**Excerpt provided**:

*****

Bookworm

A mortal insult

Recently a certain member of my family who shall remain nameless because I at least don't want to hurt his feelings made a grave accusation against me. I said I didn't bother to finish The Plot Against America because I felt that after two or three chapters I got the author's point, and perhaps it should have been a short story.

"I think the problem is that you just read for plot," said he.

Can you believe it? My own father unnamed family member?? Steve, honey, will you be my second? Because we're meeting tomorrow at dawn.

11 Comments:

  • Oh wow, can't wait to see how this one ends!

    ;)

    posted by Anonymous Anonymous on 2:26 PM  

  • Not to worry, friends of Bookworm, Fatherworm has never been up at dawn in all the years I've known him, which is about 45 at this point! I've just started reading the Roth, only about 15 pages so far, so will not comment further.

*****

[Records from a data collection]
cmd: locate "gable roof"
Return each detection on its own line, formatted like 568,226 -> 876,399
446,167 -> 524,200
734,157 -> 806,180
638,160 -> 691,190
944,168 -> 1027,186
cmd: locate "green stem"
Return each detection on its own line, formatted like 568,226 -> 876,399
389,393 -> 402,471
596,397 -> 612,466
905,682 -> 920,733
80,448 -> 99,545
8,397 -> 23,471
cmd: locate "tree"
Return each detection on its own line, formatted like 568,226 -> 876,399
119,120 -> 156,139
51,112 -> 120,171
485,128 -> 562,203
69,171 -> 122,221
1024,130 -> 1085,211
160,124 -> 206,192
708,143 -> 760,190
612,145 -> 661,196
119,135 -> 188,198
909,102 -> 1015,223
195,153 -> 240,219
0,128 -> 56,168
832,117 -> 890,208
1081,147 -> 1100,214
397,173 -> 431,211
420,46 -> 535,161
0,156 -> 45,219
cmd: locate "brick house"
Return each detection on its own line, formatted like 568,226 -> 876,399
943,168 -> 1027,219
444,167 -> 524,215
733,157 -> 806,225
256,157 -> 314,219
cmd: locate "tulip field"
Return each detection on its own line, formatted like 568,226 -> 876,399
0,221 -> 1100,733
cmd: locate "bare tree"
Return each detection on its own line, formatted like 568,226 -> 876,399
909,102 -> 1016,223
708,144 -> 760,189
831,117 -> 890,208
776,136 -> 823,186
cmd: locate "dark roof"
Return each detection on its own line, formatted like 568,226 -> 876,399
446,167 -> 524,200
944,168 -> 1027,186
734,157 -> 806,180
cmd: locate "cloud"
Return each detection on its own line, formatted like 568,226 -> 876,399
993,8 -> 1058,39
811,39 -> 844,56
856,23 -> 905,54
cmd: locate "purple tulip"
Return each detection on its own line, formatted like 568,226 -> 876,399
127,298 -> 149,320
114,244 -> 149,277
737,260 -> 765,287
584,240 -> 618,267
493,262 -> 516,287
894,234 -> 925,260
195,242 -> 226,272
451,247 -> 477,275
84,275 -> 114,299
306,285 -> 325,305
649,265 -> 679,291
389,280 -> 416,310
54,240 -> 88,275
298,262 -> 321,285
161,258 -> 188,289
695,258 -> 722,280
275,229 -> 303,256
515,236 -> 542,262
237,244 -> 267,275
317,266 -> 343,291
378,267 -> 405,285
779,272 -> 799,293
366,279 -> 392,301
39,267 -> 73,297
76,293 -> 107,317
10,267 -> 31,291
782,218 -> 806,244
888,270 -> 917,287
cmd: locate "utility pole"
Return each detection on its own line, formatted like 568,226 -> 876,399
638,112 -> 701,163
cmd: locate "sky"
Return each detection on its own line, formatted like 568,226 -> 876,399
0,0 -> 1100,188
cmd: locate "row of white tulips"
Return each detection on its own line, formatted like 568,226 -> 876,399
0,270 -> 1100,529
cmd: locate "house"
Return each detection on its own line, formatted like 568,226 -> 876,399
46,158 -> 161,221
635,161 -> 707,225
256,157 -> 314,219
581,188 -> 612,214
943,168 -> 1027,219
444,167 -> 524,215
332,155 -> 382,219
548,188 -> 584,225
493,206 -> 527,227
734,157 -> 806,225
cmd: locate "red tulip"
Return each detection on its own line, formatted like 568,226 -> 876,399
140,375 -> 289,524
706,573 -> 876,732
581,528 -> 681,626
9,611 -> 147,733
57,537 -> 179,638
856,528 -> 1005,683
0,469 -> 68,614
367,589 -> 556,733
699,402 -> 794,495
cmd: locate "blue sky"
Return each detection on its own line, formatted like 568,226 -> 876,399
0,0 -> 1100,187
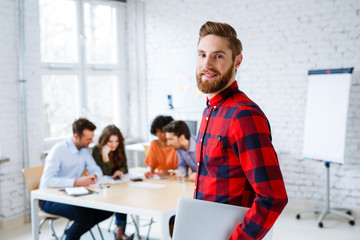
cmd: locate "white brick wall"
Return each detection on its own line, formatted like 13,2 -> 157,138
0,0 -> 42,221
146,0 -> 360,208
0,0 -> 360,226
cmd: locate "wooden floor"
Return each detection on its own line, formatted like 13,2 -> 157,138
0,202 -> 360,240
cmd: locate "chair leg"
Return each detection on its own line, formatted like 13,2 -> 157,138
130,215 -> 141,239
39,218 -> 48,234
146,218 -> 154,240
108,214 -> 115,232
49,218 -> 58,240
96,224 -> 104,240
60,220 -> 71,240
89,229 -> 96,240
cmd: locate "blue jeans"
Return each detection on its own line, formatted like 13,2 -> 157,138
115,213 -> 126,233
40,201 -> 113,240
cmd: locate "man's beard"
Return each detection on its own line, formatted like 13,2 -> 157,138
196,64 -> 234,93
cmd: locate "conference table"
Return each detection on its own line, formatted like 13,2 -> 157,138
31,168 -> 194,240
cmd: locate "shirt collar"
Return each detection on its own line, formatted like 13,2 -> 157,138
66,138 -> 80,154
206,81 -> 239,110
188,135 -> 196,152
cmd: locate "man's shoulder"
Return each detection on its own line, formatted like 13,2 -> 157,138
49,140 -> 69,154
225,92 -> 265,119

*****

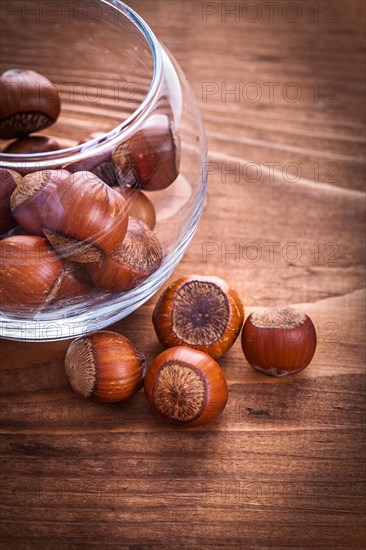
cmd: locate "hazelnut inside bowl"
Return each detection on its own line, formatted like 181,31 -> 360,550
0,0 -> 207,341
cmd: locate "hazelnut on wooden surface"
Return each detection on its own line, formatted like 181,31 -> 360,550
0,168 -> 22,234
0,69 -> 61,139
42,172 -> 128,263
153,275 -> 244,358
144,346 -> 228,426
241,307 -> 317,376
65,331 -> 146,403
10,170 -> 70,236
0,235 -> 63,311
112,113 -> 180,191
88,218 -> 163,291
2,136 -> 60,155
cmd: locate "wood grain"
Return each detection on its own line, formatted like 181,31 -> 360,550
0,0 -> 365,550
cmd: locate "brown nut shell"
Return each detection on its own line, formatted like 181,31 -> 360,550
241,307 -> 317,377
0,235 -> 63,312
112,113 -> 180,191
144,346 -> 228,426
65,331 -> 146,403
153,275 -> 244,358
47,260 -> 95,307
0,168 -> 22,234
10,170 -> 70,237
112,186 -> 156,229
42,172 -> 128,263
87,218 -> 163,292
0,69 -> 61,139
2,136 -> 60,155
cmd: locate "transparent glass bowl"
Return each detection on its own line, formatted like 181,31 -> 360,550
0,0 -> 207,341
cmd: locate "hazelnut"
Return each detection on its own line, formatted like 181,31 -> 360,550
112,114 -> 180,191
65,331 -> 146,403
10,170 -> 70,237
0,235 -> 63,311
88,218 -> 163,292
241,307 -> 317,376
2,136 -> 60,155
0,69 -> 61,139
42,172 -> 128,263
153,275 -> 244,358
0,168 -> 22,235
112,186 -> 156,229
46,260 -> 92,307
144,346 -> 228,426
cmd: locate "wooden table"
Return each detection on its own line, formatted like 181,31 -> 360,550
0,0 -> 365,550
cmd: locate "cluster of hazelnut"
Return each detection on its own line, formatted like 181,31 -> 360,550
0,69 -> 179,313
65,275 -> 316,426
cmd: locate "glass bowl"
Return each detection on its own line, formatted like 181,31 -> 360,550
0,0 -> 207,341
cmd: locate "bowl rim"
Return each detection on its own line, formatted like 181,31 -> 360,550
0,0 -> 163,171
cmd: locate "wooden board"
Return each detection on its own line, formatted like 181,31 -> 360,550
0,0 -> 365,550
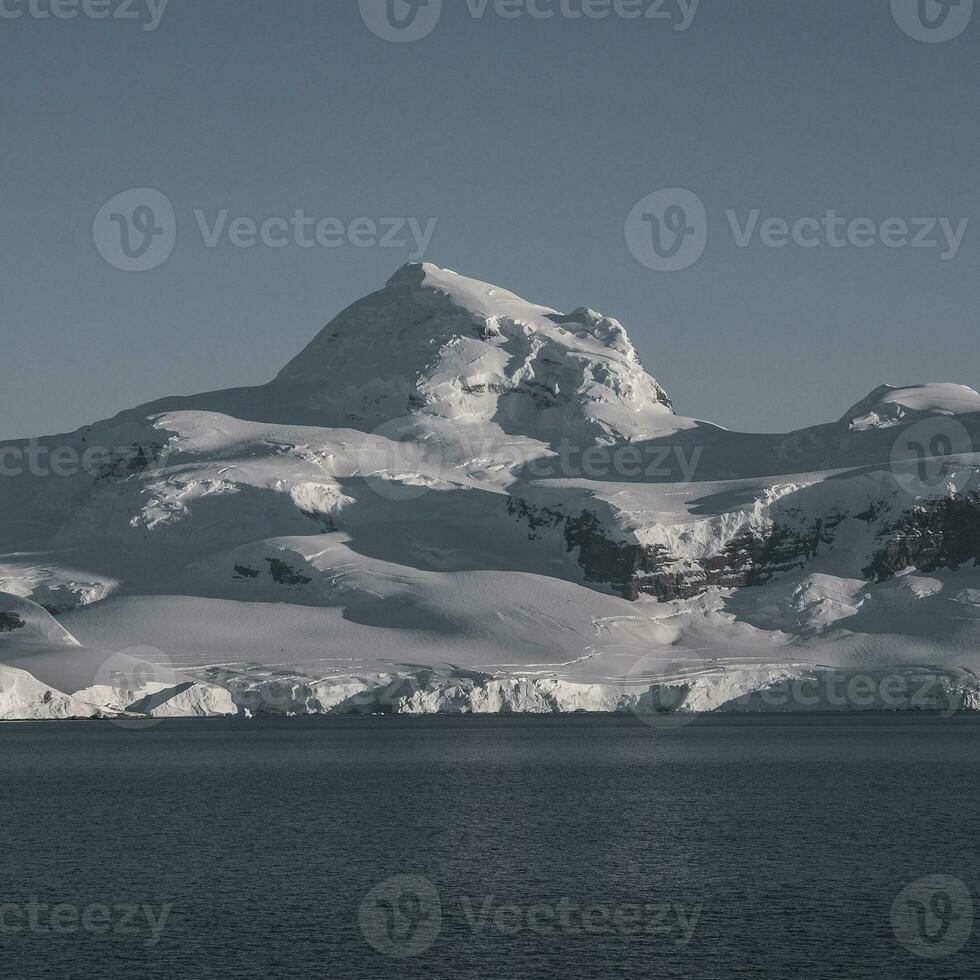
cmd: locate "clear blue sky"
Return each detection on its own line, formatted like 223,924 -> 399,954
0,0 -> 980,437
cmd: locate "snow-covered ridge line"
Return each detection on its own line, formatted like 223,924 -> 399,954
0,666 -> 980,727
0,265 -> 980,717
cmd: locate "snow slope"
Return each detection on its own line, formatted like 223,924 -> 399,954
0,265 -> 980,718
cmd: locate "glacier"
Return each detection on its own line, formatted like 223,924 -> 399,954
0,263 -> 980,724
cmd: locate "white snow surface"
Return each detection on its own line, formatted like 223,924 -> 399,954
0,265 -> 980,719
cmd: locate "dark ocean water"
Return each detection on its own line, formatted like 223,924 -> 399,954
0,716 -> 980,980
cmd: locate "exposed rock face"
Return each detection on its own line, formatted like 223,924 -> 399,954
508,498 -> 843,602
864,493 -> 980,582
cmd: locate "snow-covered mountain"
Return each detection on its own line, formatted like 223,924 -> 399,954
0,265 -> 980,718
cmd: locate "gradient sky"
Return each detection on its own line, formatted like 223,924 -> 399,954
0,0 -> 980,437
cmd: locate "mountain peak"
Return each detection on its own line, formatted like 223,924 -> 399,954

*****

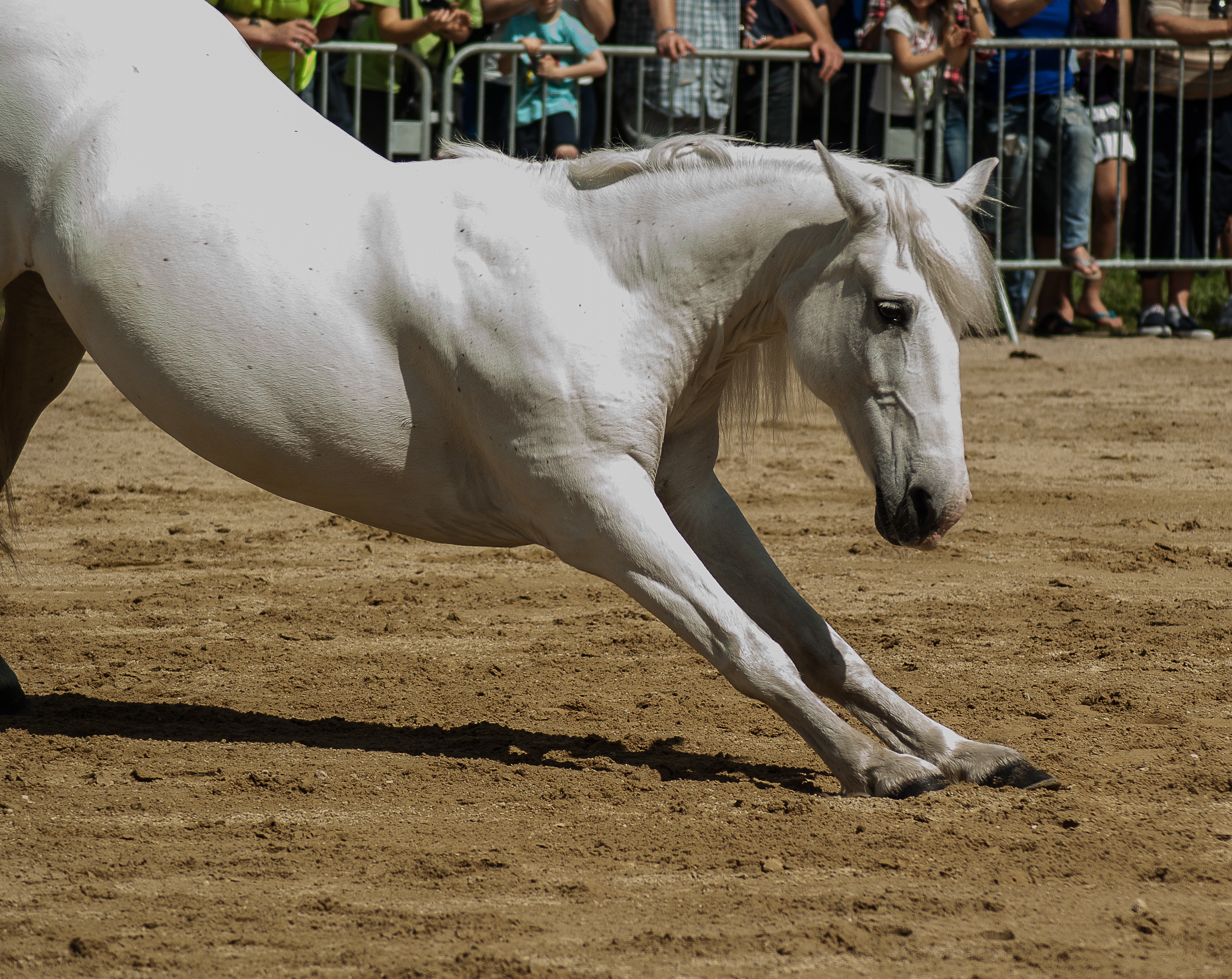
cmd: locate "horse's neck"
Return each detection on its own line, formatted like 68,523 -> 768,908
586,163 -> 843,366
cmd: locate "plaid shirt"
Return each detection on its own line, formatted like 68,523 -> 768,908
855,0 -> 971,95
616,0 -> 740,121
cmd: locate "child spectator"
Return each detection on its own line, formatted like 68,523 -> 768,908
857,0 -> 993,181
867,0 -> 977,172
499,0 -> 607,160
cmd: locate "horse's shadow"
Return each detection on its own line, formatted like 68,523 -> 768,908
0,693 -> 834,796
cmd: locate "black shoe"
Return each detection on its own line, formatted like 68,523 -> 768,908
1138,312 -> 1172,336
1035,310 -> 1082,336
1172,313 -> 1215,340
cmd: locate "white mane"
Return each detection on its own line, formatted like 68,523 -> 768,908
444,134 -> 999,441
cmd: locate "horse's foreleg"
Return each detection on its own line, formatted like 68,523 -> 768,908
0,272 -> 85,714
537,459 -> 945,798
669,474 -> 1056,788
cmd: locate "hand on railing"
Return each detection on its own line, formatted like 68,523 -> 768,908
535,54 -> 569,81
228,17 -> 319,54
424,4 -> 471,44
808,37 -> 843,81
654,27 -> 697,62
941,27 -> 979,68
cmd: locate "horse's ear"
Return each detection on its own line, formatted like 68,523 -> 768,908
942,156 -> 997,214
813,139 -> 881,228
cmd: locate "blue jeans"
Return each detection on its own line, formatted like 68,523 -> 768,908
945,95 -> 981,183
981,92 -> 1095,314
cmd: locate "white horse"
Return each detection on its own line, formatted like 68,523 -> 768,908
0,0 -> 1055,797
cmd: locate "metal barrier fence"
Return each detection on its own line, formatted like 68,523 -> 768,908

*****

**Tasks and exercises**:
A. List every noun phrase the Bookworm page, including its comments, uses to refer to the family member who made the accusation.
B. Answer these questions from the Bookworm page, one line each:
(i) Which book did the writer not finish?
(ii) How many comments does the page say there are?
(iii) About how many pages of the Roth has the second commenter read so far?
C. Write a continuation of the Bookworm page, starting after its last sentence.

**Results in order**:
A.
- a certain member of my family
- My own father
- unnamed family member
- Fatherworm

B.
(i) The Plot Against America
(ii) 11
(iii) About 15

C.
    posted by Anonymous Anonymous on 10:39 PM  

  • If, and I'm not saying it's so, but if you did indeed only read for plot, and you couldn't finish the book, wouldn't that intimate that The Plot Against America has no plot? I think that might be ironic.

    Hi. Recently found your blog, and am enjoying it.

    posted by Anonymous Anonymous on 10:47 PM  

  • Hun, do I still get to be your second if, um, I--that is, if I tend to read--now and then--with a sort of plot-attentive focus?

    ---it's not that I don't like the other aspects of books, whatever they may be--but, well, anyway...

    I'll set up a meeting with the other second--I believe, as the offended party, you are allowed to choose the weapons.

    Let me know how to proceed.

    (For more on this topic: http://people.howstuffworks.com/duel2.htm).

    (One thing--I don't think, technically, that you're allowed to duel. It's a guy thing. But the rules haven't been updated in a while--I'm sure any modern duelist would extend to women a right to be offended and to respond as honor requires. To do otherwise would simply be ungentlemanly...maybe.)

    posted by Anonymous Anonymous on 11:34 PM  

  • Jules!

    If you stopped there you've deprived yourself of one of my top two "Most Wrenching" literary scenes. No spoilers, but it involves a dining room table and a phone call.

    Now, get back and finish that book, soldier!

    The other, the end of Barry Unsworth's "The Greeks Have a Word for It"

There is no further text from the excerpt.